Coordinate annotation entries:
────────────────

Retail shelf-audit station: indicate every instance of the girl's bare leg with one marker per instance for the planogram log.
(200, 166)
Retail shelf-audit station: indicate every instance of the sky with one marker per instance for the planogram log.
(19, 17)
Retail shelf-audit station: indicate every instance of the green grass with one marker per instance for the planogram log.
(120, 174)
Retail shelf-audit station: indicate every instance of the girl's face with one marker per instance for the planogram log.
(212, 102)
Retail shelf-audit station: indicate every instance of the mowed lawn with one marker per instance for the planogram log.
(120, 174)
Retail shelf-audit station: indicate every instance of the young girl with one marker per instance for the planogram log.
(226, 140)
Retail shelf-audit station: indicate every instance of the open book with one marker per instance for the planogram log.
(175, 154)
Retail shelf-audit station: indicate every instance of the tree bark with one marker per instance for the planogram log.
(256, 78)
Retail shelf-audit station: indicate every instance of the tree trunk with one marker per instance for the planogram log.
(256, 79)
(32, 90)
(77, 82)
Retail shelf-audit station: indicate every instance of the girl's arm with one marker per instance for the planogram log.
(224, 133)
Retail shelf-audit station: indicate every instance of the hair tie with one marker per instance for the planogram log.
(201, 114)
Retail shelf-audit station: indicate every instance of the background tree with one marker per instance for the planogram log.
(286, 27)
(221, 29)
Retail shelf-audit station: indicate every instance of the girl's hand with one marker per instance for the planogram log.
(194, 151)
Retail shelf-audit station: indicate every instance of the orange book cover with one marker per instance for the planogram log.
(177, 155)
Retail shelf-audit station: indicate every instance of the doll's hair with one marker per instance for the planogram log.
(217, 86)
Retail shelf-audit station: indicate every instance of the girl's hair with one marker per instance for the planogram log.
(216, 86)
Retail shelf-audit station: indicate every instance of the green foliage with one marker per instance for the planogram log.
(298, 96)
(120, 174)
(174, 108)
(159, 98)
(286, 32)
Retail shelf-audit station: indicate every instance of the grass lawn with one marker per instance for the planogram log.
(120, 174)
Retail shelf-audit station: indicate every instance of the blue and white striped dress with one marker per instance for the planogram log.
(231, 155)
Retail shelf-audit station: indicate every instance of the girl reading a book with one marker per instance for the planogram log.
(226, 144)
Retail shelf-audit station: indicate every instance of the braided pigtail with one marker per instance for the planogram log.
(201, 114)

────────────────

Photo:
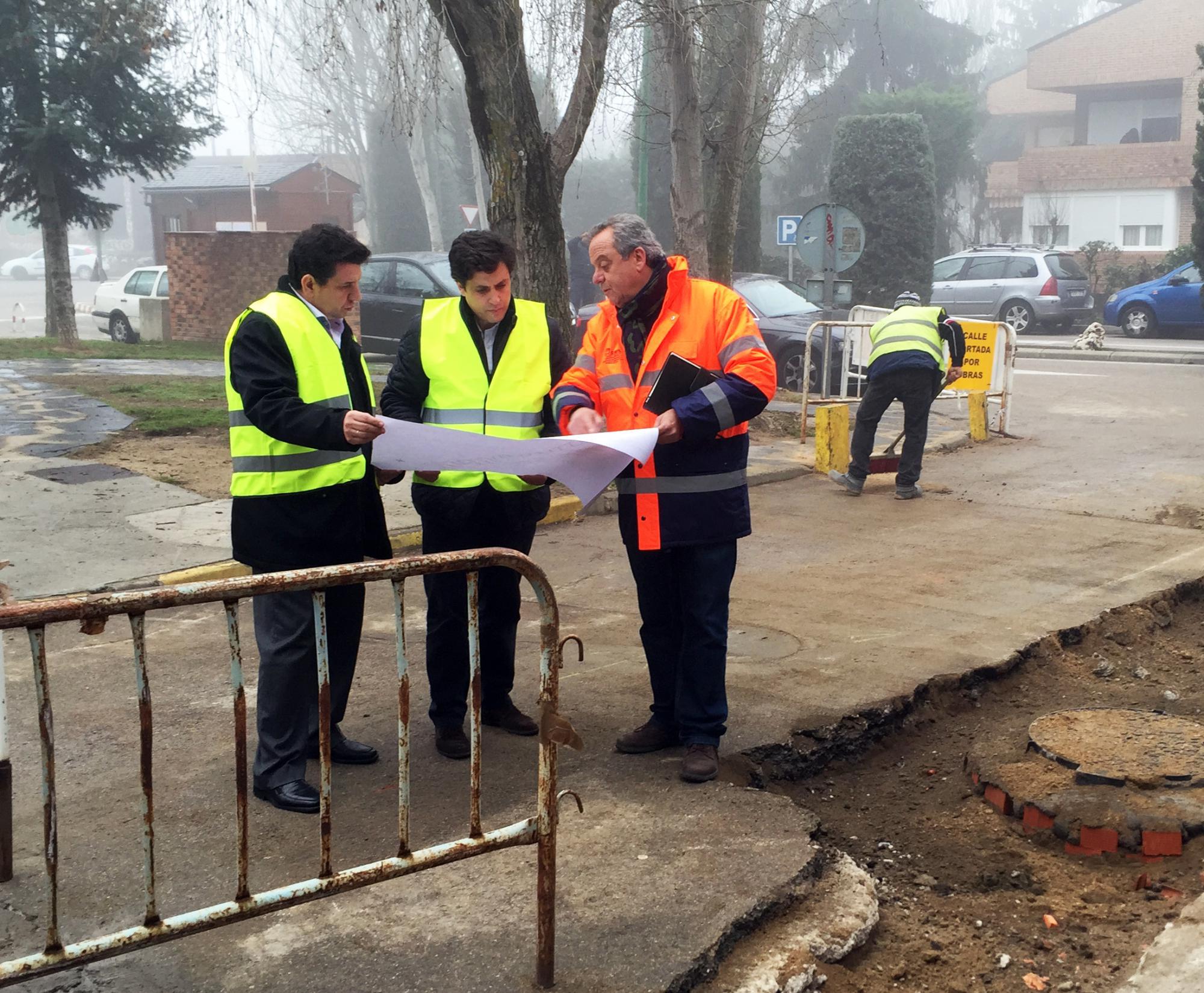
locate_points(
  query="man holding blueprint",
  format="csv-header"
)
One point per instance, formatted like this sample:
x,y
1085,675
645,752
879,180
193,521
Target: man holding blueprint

────────────────

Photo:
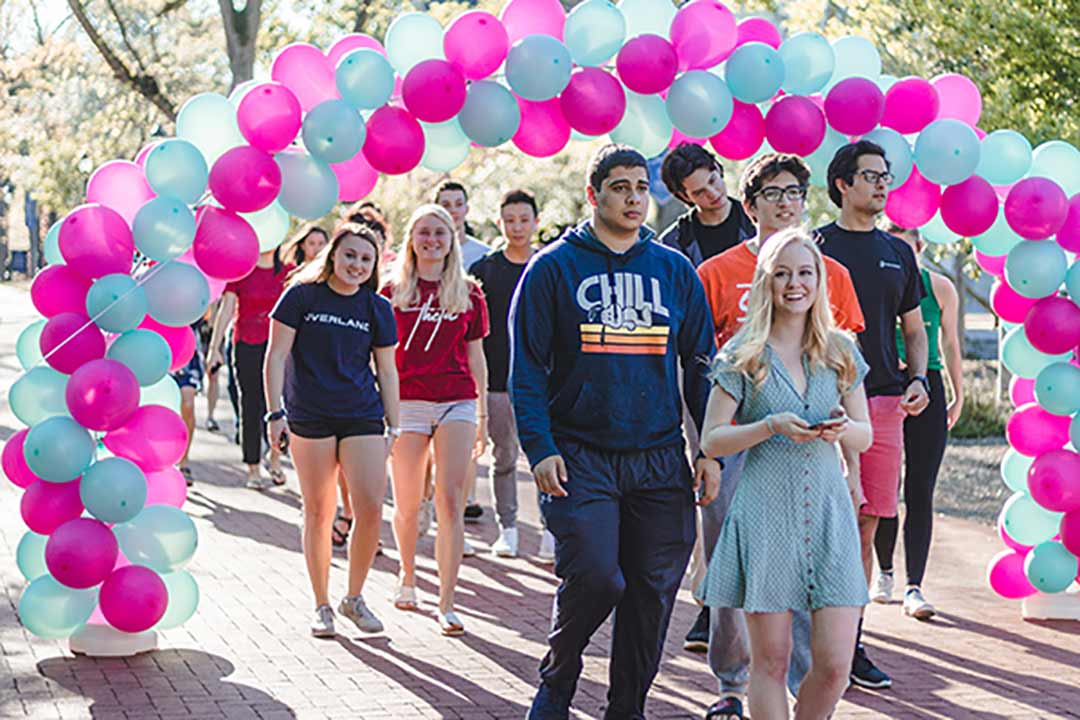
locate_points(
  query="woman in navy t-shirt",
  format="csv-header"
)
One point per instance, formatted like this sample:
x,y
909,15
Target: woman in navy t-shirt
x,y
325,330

────────────────

Locate every line in the records above that contains the string "woman", treating uppercase and lowercase as distinct, and copy each such line.

  query="woman in navy t-shirt",
Target: woman in navy t-shirt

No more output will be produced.